STATED PROBLEM
Recast the lines from the very start up to and including the line containing "point(269, 819)" as a numbered list. Leave out any blank lines and any pictures.

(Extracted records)

------------

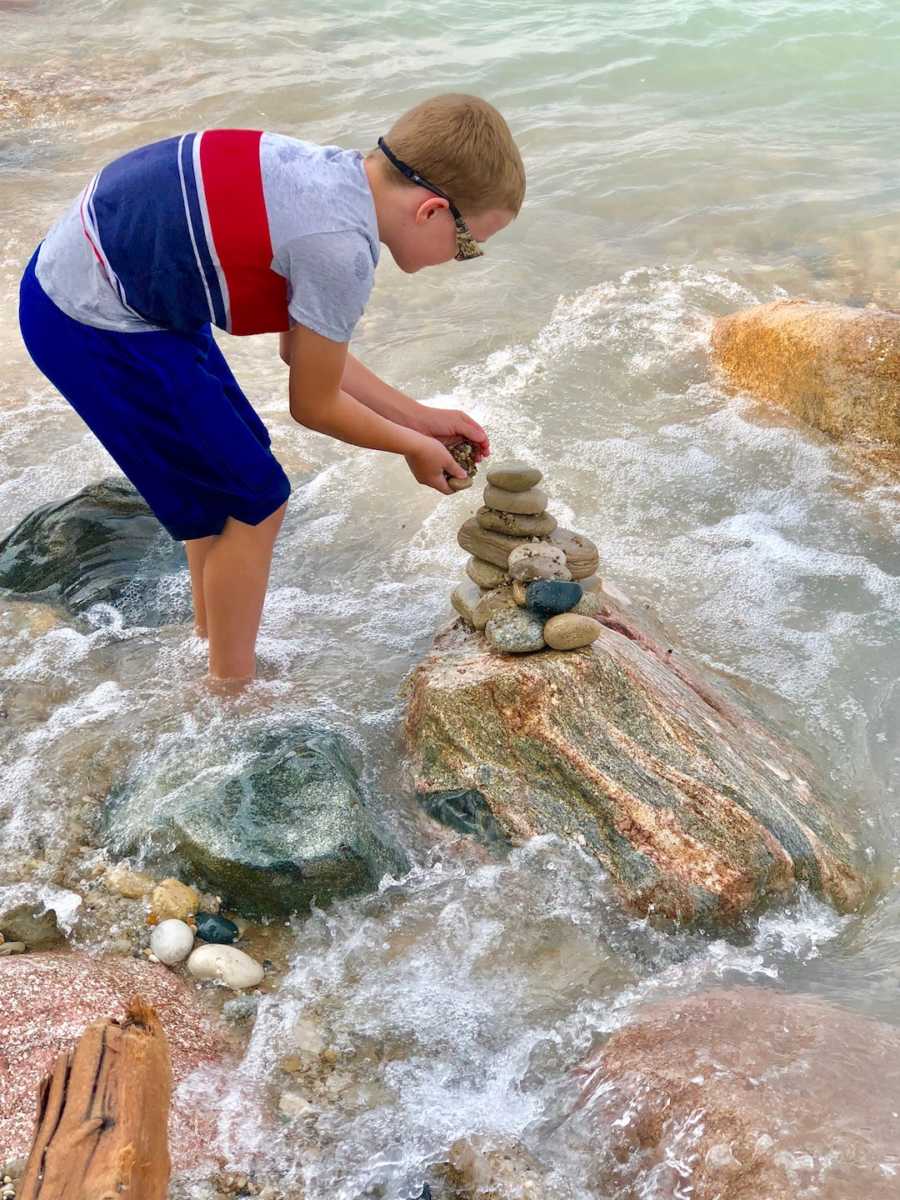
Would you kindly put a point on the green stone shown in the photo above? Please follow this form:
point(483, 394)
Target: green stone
point(101, 546)
point(269, 819)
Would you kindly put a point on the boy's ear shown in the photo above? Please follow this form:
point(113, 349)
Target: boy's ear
point(427, 209)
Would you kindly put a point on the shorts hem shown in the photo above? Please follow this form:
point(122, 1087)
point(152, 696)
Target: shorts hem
point(251, 516)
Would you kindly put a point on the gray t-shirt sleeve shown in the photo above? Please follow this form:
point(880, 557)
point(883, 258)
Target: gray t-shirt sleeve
point(330, 277)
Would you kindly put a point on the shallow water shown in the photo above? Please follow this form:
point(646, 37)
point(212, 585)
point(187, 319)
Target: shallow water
point(684, 159)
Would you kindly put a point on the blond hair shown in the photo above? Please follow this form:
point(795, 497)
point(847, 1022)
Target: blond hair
point(463, 145)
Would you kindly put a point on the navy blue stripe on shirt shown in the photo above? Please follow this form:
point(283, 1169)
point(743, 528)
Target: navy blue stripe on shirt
point(141, 217)
point(199, 234)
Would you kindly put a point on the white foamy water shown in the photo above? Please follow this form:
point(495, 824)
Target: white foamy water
point(684, 160)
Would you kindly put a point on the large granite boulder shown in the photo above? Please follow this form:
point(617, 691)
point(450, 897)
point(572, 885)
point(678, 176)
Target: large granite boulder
point(744, 1095)
point(835, 367)
point(697, 810)
point(270, 820)
point(48, 1000)
point(102, 545)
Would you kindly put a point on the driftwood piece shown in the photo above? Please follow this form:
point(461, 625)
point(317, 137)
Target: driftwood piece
point(102, 1116)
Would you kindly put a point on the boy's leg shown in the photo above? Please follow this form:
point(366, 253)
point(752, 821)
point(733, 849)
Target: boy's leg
point(235, 575)
point(197, 550)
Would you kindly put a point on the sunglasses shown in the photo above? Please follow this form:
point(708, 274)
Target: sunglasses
point(466, 245)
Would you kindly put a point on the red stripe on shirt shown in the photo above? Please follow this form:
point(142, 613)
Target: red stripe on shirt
point(239, 223)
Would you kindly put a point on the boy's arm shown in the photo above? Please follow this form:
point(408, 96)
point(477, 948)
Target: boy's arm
point(318, 402)
point(445, 424)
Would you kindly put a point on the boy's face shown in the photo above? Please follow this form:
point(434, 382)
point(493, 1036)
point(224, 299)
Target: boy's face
point(425, 231)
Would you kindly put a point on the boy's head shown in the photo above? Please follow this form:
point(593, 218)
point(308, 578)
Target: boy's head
point(460, 147)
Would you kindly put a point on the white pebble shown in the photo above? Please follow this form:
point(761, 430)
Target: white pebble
point(171, 941)
point(226, 965)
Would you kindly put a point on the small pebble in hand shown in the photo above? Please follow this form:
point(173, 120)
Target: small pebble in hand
point(465, 454)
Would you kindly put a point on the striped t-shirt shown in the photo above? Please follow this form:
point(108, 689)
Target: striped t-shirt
point(250, 232)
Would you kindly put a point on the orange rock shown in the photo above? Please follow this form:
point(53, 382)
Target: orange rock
point(48, 1000)
point(833, 366)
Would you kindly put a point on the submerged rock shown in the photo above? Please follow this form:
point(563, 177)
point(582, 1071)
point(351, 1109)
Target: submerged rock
point(174, 900)
point(466, 810)
point(102, 545)
point(270, 819)
point(37, 915)
point(744, 1093)
point(213, 928)
point(696, 809)
point(833, 366)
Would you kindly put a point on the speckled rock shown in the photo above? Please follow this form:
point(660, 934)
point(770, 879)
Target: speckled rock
point(519, 525)
point(226, 965)
point(485, 574)
point(547, 598)
point(571, 631)
point(172, 899)
point(268, 815)
point(478, 606)
point(515, 631)
point(172, 941)
point(531, 502)
point(538, 561)
point(589, 605)
point(493, 547)
point(670, 777)
point(514, 475)
point(743, 1095)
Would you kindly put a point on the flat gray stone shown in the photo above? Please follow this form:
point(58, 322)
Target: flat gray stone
point(514, 475)
point(493, 547)
point(538, 561)
point(533, 501)
point(515, 631)
point(485, 574)
point(478, 606)
point(525, 525)
point(581, 555)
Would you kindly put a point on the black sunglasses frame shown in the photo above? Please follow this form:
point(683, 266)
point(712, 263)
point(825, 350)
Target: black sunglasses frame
point(466, 245)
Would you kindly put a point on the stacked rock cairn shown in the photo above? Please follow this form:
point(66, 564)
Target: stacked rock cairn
point(529, 585)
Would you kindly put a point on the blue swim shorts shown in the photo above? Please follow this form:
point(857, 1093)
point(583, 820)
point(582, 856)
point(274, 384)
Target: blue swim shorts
point(167, 408)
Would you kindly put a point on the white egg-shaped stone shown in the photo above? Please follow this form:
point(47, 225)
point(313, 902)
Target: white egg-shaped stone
point(226, 965)
point(171, 941)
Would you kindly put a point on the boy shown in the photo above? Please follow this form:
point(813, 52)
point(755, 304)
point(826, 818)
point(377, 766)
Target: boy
point(255, 233)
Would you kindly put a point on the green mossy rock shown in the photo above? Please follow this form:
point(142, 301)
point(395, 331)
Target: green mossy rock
point(101, 546)
point(271, 819)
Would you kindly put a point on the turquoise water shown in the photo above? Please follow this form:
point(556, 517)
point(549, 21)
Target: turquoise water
point(684, 160)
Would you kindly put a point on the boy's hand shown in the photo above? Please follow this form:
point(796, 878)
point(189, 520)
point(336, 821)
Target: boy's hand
point(449, 425)
point(430, 462)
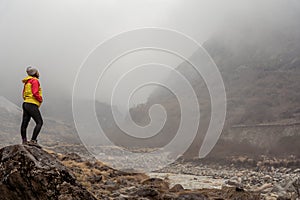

------------

ANSWER FOR THIS EXERCISE
1. Would you kindly put a point on the green stone shown in the photo above? Please follow this form:
2. point(483, 394)
3. Target: green stone
4. point(101, 546)
5. point(269, 819)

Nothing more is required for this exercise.